*** SUPPLIED DATA Section Begins ***

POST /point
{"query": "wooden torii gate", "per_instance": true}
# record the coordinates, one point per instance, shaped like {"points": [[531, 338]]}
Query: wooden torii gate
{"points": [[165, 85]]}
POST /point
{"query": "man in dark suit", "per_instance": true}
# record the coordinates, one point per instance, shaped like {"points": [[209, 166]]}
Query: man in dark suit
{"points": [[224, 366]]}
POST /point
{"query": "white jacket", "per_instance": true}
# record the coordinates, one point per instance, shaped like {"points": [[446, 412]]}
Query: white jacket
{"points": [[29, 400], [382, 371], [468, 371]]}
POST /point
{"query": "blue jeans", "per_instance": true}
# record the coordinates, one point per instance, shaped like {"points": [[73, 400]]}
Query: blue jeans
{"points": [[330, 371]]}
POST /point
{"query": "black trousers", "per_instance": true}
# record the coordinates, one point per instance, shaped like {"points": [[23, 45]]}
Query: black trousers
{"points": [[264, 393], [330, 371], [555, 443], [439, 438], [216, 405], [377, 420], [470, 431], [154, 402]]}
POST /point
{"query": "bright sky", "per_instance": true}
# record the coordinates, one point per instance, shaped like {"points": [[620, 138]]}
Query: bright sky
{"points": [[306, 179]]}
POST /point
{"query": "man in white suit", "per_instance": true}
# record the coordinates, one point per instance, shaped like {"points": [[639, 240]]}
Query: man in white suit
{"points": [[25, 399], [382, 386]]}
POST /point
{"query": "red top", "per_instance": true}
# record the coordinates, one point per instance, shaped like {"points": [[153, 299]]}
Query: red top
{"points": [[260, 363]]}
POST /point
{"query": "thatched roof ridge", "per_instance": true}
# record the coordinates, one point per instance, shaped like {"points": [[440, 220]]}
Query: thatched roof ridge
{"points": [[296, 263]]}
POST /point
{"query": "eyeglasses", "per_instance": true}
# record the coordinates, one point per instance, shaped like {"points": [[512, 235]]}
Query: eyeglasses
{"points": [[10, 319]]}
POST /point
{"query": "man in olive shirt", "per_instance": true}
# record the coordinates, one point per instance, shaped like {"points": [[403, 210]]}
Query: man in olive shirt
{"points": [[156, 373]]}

*** SUPPLIED DATA Section Ends ***

Every line that includes "coordinates" must be copied from the material above.

# record the coordinates, one point per instance, shaped like {"points": [[531, 338]]}
# record the coordinates, one point per instance, shaped like {"points": [[209, 166]]}
# record the coordinates, one point per instance, shaped like {"points": [[446, 412]]}
# record the coordinates, one point per instance, shaped like {"points": [[73, 400]]}
# record the coordinates, one point per instance, shaped like {"points": [[23, 45]]}
# record the coordinates, one point per instance, shaped like {"points": [[620, 138]]}
# record the coordinates, one point per instance, shaped like {"points": [[639, 240]]}
# record the coordinates, one point per instance, shaped like {"points": [[153, 299]]}
# record the coordinates, one point per instance, shaped like {"points": [[440, 220]]}
# record the coordinates, one point per instance, shaped like {"points": [[512, 235]]}
# record the coordinates, one point per instance, shaped like {"points": [[403, 210]]}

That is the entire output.